### [Short task A]
Using the Khok Charoen district article, explain in one to three sentences how Khok Charoen first came into being as a minor district and when it became a full district.
### [Short task B]
Answer these questions from the Khok Charoen district article, one per line:
(i) What is the seat of the district?
(ii) What total population is given as of 31 March 2004?
(iii) Which district supplied the four tambons split off to create the minor district?
### [Short task C]
Copy the Khok Charoen district article between "- Time zone: UTC+7" and "4 November 1993.", inclusive.

- District location in Lopburi province
- Coordinates: 15°22′58″N 100°49′21″E﻿ / ﻿15.38278°N 100.82250°E
- Country: Thailand
- Province: Lopburi
- Seat: Khok Charoen

Area
- • Total: 317.1 km^{2} (122.4 sq mi)

Population (31 March 2004)
- • Total: 24,321
- • Density: 76.7/km^{2} (199/sq mi)
- Time zone: UTC+7 (ICT)
- Postal code: 15250
- Geocode: 1609

= Khok Charoen district =

Khok Charoen (โคกเจริญ, /th/) is a district (amphoe) of Lopburi province, central Thailand.

==History==
The minor district (king amphoe) was created on 9 March 1987 by splitting off four tambons from Khok Samrong district. It was upgraded to full district status on 4 November 1993.

### [Material]

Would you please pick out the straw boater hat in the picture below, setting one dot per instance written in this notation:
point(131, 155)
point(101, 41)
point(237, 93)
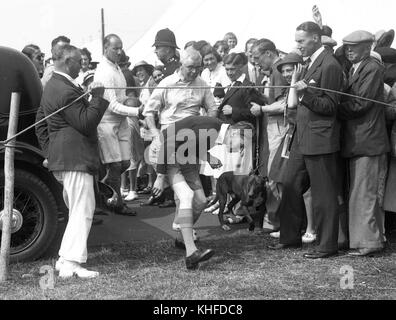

### [Result A]
Khok Charoen was created as a minor district (king amphoe) on 9 March 1987 by splitting off four tambons from Khok Samrong district. It was upgraded to full district status on 4 November 1993.

### [Result B]
(i) Khok Charoen
(ii) 24,321
(iii) Khok Samrong district

### [Result C]
- Time zone: UTC+7 (ICT)
- Postal code: 15250
- Geocode: 1609

= Khok Charoen district =

Khok Charoen (โคกเจริญ, /th/) is a district (amphoe) of Lopburi province, central Thailand.

==History==
The minor district (king amphoe) was created on 9 March 1987 by splitting off four tambons from Khok Samrong district. It was upgraded to full district status on 4 November 1993.